Stored data entries:
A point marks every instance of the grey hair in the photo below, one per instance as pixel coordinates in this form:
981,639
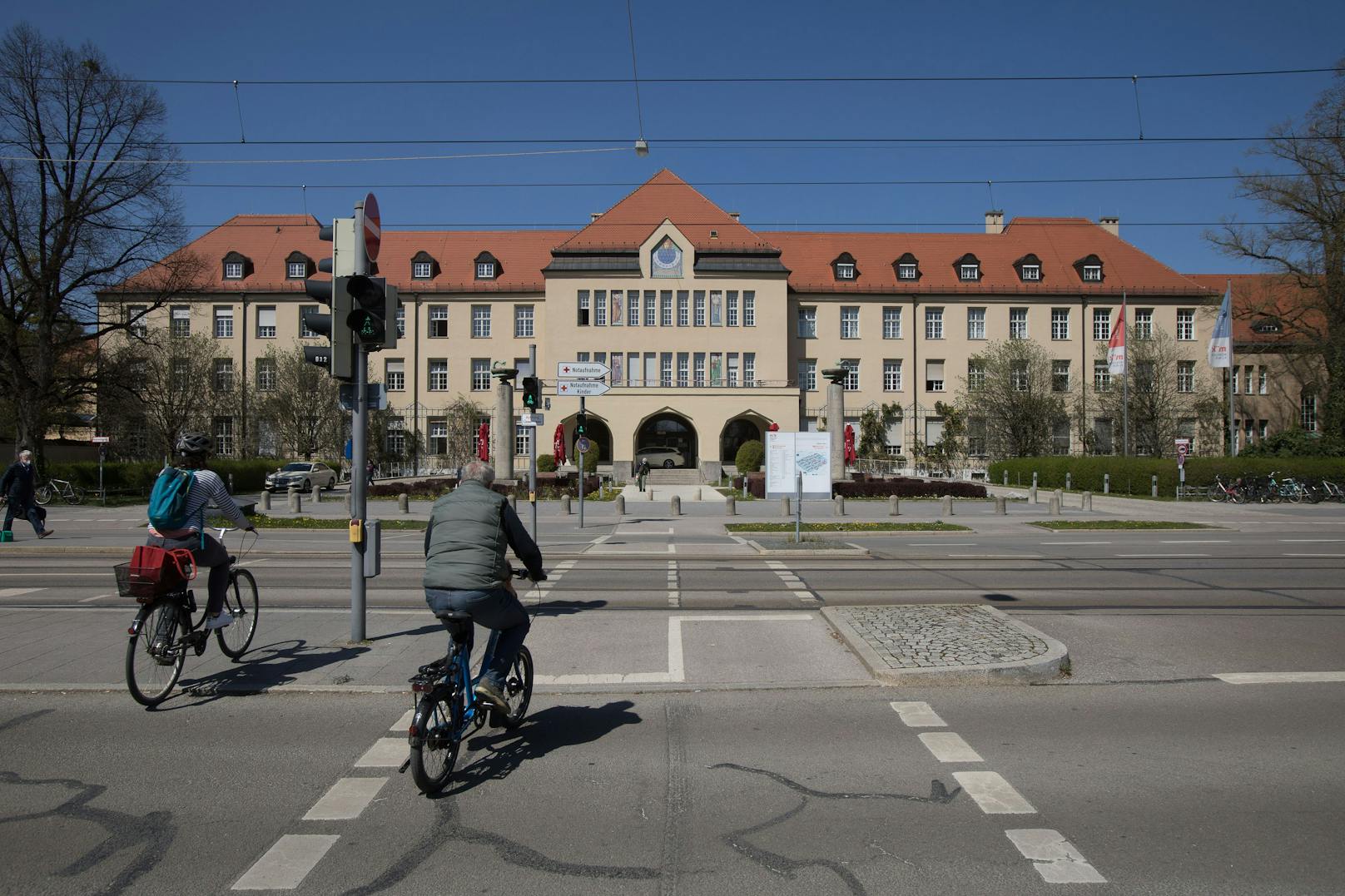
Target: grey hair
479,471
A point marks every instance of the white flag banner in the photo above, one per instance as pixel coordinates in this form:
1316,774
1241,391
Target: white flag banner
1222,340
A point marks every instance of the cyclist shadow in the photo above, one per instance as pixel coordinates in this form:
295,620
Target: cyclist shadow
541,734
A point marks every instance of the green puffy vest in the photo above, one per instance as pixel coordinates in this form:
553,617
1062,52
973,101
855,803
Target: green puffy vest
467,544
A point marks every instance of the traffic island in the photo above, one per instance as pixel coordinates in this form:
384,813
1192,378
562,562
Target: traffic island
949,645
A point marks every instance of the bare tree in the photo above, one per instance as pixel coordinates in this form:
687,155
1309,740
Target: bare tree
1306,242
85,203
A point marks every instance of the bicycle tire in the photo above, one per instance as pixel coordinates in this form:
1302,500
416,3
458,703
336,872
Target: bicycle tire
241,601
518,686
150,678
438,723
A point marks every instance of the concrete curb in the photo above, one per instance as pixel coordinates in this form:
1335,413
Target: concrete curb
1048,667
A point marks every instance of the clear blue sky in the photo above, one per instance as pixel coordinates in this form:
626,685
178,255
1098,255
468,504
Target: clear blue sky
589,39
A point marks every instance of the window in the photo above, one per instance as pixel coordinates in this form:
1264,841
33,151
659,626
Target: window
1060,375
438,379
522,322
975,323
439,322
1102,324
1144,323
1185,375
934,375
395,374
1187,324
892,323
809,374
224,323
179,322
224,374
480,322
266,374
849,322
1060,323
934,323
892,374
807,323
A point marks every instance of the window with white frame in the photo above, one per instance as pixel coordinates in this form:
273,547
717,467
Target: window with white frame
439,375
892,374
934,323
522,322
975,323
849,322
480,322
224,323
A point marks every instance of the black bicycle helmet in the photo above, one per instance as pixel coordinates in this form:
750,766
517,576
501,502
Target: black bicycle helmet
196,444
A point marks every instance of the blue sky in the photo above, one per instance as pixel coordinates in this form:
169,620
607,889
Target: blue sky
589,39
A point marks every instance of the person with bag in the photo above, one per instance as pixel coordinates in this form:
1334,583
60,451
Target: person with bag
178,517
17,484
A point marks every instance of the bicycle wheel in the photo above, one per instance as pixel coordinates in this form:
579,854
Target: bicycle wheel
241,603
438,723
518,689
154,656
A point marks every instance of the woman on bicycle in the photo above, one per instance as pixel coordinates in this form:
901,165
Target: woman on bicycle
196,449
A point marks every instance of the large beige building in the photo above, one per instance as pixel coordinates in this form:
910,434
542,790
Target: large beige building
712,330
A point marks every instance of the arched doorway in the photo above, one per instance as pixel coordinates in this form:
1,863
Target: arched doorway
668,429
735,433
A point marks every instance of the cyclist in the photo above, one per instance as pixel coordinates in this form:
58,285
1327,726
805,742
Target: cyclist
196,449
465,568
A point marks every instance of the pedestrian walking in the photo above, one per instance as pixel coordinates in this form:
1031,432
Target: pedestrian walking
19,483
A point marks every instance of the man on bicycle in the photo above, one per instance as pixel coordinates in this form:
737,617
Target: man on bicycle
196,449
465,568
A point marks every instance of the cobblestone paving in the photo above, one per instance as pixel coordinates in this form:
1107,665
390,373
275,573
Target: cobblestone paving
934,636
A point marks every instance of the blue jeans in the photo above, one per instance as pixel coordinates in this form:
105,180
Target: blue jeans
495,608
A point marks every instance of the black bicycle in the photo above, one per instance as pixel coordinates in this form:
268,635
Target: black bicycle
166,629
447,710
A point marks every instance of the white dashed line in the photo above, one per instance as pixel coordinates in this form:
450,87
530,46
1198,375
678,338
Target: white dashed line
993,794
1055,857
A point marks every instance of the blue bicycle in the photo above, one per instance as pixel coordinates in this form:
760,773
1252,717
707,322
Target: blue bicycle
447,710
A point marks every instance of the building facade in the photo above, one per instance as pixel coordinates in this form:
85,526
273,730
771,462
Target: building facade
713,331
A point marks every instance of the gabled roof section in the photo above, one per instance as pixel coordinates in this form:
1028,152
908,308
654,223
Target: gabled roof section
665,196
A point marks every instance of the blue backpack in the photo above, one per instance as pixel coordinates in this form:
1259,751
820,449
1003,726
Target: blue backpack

What you have to do
Each entry above must be set down word for word; none of its pictures belong in the copy.

Response to the exercise
A point marks every instance of the grey hair in the photo below, one per instance as pixel coordinates in this form:
981,639
Target: grey hair
479,471
A point marks every instance of the white flag banner in the photo above, one per instance as pixel coordinates in this form:
1316,774
1241,391
Target: white flag banner
1222,340
A point marks every instance of the cyclist shadow in the photo above, one per instance as pixel coordinates in this form:
295,620
Target: cyclist shadow
541,734
A point marks every instance of the green puffy vest in the photo above, one per instance as pixel coordinates in this form:
553,617
1062,52
973,101
855,803
Target: green puffy vest
467,544
A point marks every instance of the traffic island in the photo above, one per instance as pixel coordinates in this form:
384,813
1192,378
562,562
Target: traffic island
949,645
A point marks every instance of the bare tree in the photo above, one per instance as pixel coordinates in this form:
687,155
1309,740
Target: bare tree
1306,242
85,203
A point marks every instance of the bicycle tire in the photo above, one per instance as pixel coordinates in this form:
1302,500
416,3
458,703
336,872
Target: bicycle tire
241,601
518,686
150,678
438,723
A point marks every instance of the concrete curb in the photo above, one per instance as pixel coordinates in this form:
1335,413
Target: concrete curb
1048,667
A point marks every instance of the clear blue sky in the photo above, one per instance as pixel coordinates in this form:
626,685
178,255
1098,255
468,504
Target: clear blue sky
589,39
A point marks every instance of the window in the photo above, one per instance as pixel coordinates in this form:
1264,841
33,151
659,626
Target: window
1060,375
438,379
522,322
975,323
439,322
1102,324
1144,323
1185,375
934,375
395,374
1187,324
892,323
809,374
224,323
179,322
224,374
480,322
266,374
849,322
1060,323
934,323
892,374
807,323
A point marks every instance of the window with white frame in the photo above, one per instance as pixel coordinates in this form:
273,547
717,467
Target: window with white frame
439,375
892,374
934,323
522,322
975,323
849,322
480,322
224,323
A point marks every instance of the black bicycle helmet in the photo above, one per instance as pixel coordinates in this form:
750,766
517,576
501,502
Target: black bicycle helmet
196,444
A point marks every instance of the blue sky in the photo above, one per instance as pixel coordinates in this form:
169,620
607,889
Target: blue sky
589,39
A point marks every instance of the person with bag in the photo above, one per instance as pixel coordinates in this form:
1334,583
60,451
Target: person with bag
178,517
17,484
A point marks every instance of the bicycle wheel in the photo above, one per instance as pixel coordinates in this form:
579,854
Target: bicycle wheel
241,603
438,723
518,689
154,656
A point marks every instance of the woman on bicycle in the photo above, one per instance as pixel coordinates in this form:
901,165
Target: woman on bicycle
196,449
A point marks every instance of the large beige building in the photo above, one per instance as pixel coordinates in this form:
910,434
542,790
Target: large beige building
712,330
A point marks every instance of the arched doorway in the photo above, one per instance as pixel coordinates in this form:
1,863
Target: arched doorway
668,429
735,433
A point marks every instance of the cyclist in the photo above, one per instance as pixel coordinates in this form:
58,285
1327,726
805,742
Target: cyclist
196,449
465,568
A point marks every instance of the pedestrian walking in the photo above, one per instance as pixel coordinates in this form:
1031,432
Target: pedestrian walking
19,483
A point marks every instance of the man on bicycle in the photo above, one per instance as pixel coordinates in this form:
737,617
Target: man on bicycle
196,449
465,568
A point marks every instance of the cobblestone paving in the photo above, one per instance as pixel coordinates in this form:
1107,665
390,373
275,573
Target: cobblestone paving
934,636
A point marks every instance of the blue jeans in the photo above, one per instance as pixel coordinates in this form:
105,180
Target: blue jeans
495,608
A point marks every instance of the black bicycle in the photo above, one per instance as pixel coordinates in this form:
268,635
Target: black bicycle
166,629
447,710
A point marks every instance of the white dashed line in the photo above, one per instance as pixel coordinates in this form:
450,87
530,46
1198,375
678,338
Target: white dashed line
993,794
1055,857
A point marks every instance of the blue bicycle in the photo above, one per instance as pixel coordinates in this form:
760,773
1252,717
707,322
Target: blue bicycle
447,710
A point marks every instance of the building facade in the photo above, one per instance as pixel coordinates in this form:
85,526
273,730
771,462
Target: building facade
713,331
A point marks every instance of the gabled roof section in the photo above, one per instance as pixel coordinates in this form:
1028,152
908,308
654,223
Target: gabled roof section
665,196
A point marks every instance of the blue backpack in the photo above, one per instance as pixel coordinates in this form:
1259,751
820,449
1003,726
Target: blue backpack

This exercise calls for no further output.